Directives:
(1) According to the Ed Wood review, which Wood film is widely regarded as the worst movie of all time?
(2) Copy the Ed Wood review word for word from "Wood is an easy" to "black and white.".

Excerpt provided:
>> BEGIN

AUTEUR IN ANGORA
By Peter Travers
From Rolling Stone, n 511, July 1995
ED WOOD
STARRING JOHNNY DEPP, MARTIN LANDAU, SARAH JESSICA PARKER,
PATRICIA ARQUETTE, BILL MURRAY
WRITTEN BY LARRY KARASZEWSKI, SCOTT ALEXANDER
DIRECTED BY TIM BURTON
Don't expect a camp bitchfest from Ed Wood, even if it is a
biopic about a cross-dressing Hollywood film-maker he relishes
fluffy Angora sweaters anti strappy high heels - with an unrivalled
reputation for making cut-rate crap. Director Tim Burton, a
former Disney animator with a famous sympathy for freaks (Batman,
Beetlejuice, Pee-wee's Big Adventure, Edward Scissorhands),
doesn't do the expected. It's a cherishable trait that he shares
with Scissorhands star Johnny Depp, who wriggles into a skirt
to play the auteur of such classic clinkers as Glen or Glenda,
Jail Bait, Bride of the Monster and Plan 9 From Outer Space.
The last, featuring paper plates as flying saucers, is widely
regarded as the worst movie of all time. But it's Glen or Glenda,
an ode to transvestism in which Wood plays the dual title role,
that began the march into turkey legend for the man in Angora.
Wood is an easy target that this sympathetic and endearing
movie bravely resists. Burton's freewheeling take on Wood's
life is comic without being cruel, satiric without being superior
and moving without being maudlin. Burton has fashioned a celebration
not of bad movies but of what it takes to get an uncompromised
vision on the screen.
Burton should know. He had to fight to do Ed Wood his way.
Despite a below-average budget of $18 million (still 100 times
greater than all of Wood's budgets combined), few studios wanted
to touch a risky drag epic, especially since Burton insisted
on shooting it in Woodian (read cheese-ball) black and white.
Disney's Touchstone Pictures finally put its faith in Burton.
Good move. Ed Wood is Burton's most personal and provocative
movie to date. Outrageously disjointed and just as outrageously
entertaining, the picture stands as a successful outsider's
tribute to a failed kindred spirit.

>> END

Given data:

>> BEGIN

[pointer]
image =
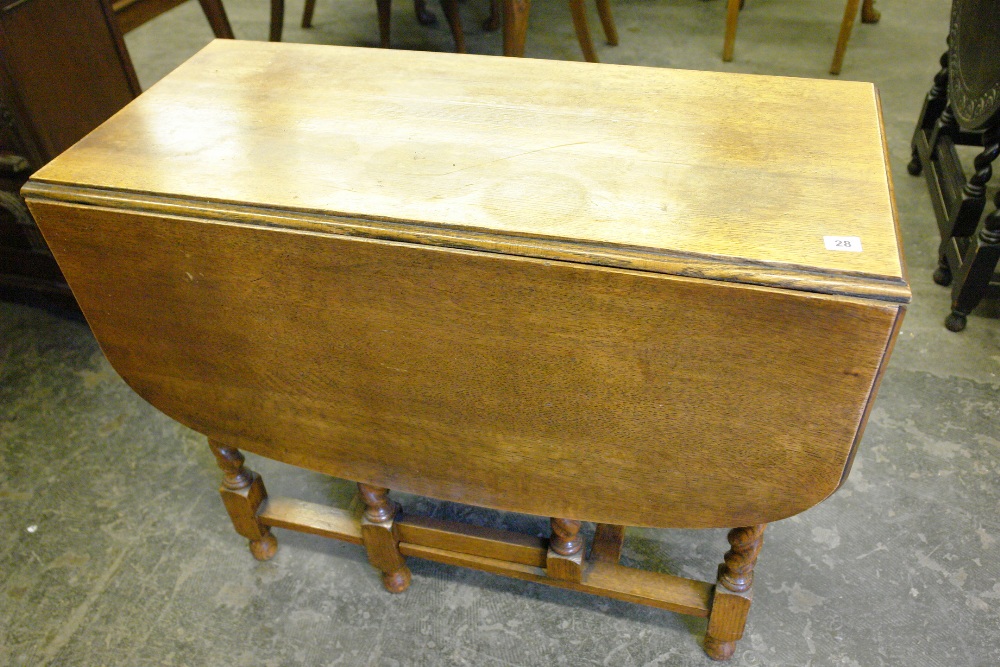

>> END

Results of the exercise:
(1) Plan 9 From Outer Space

(2)
Wood is an easy target that this sympathetic and endearing
movie bravely resists. Burton's freewheeling take on Wood's
life is comic without being cruel, satiric without being superior
and moving without being maudlin. Burton has fashioned a celebration
not of bad movies but of what it takes to get an uncompromised
vision on the screen.
Burton should know. He had to fight to do Ed Wood his way.
Despite a below-average budget of $18 million (still 100 times
greater than all of Wood's budgets combined), few studios wanted
to touch a risky drag epic, especially since Burton insisted
on shooting it in Woodian (read cheese-ball) black and white.